**What the task requires**:
Return everything from the line containing "Pinpoint each shoreline" down to the line containing "[43, 83, 194, 110]", both included, reproducing each line without any change.

**Available data**:

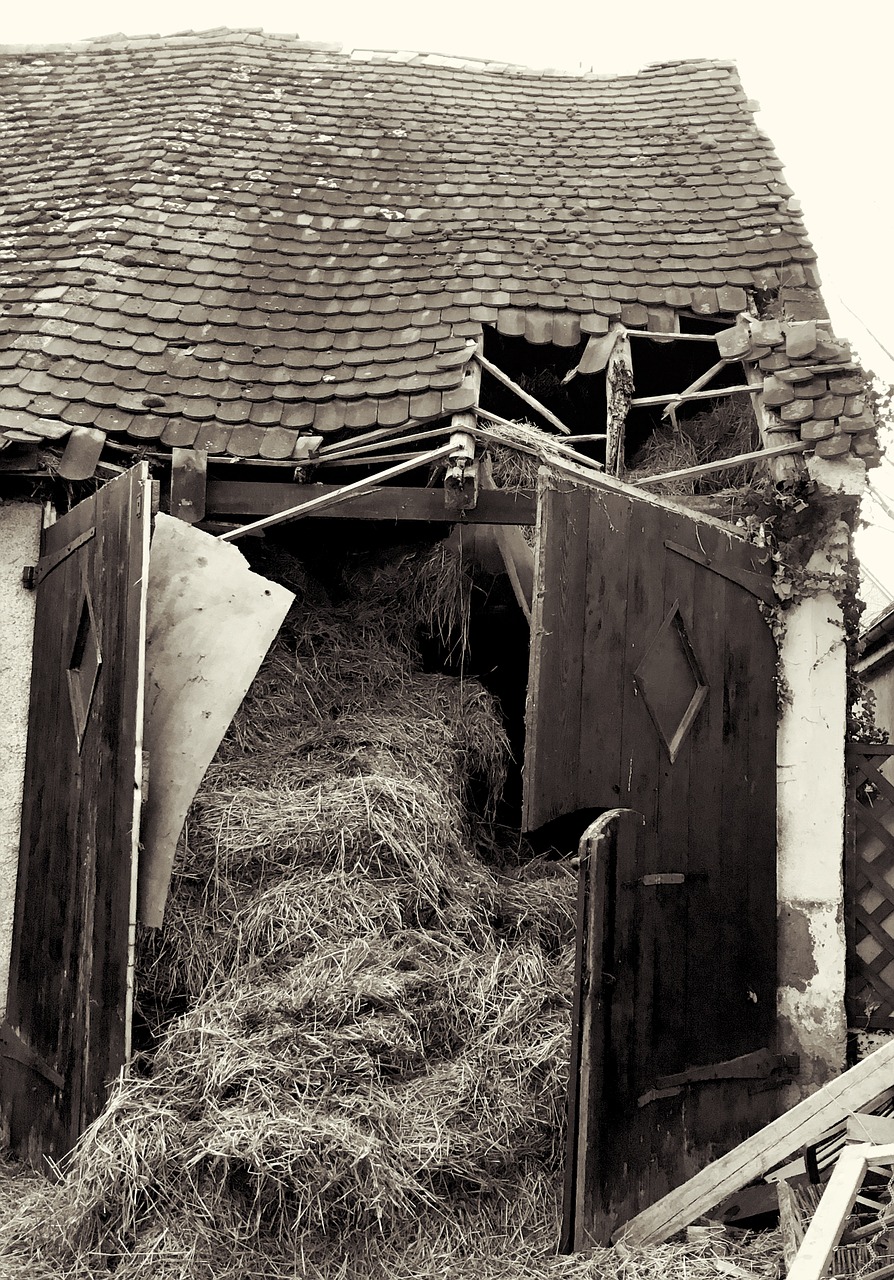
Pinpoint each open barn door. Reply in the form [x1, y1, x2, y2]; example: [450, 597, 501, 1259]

==

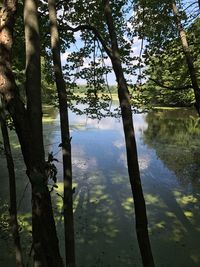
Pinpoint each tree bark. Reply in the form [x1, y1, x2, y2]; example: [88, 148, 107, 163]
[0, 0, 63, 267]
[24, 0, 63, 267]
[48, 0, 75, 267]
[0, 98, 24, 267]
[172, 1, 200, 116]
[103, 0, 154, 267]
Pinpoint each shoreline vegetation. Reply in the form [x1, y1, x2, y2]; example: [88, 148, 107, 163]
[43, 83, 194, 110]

**Finished answer**:
Pinpoint each shoreline vegetation. Reply in the form [x1, y1, x2, y2]; example: [88, 148, 107, 163]
[43, 83, 194, 110]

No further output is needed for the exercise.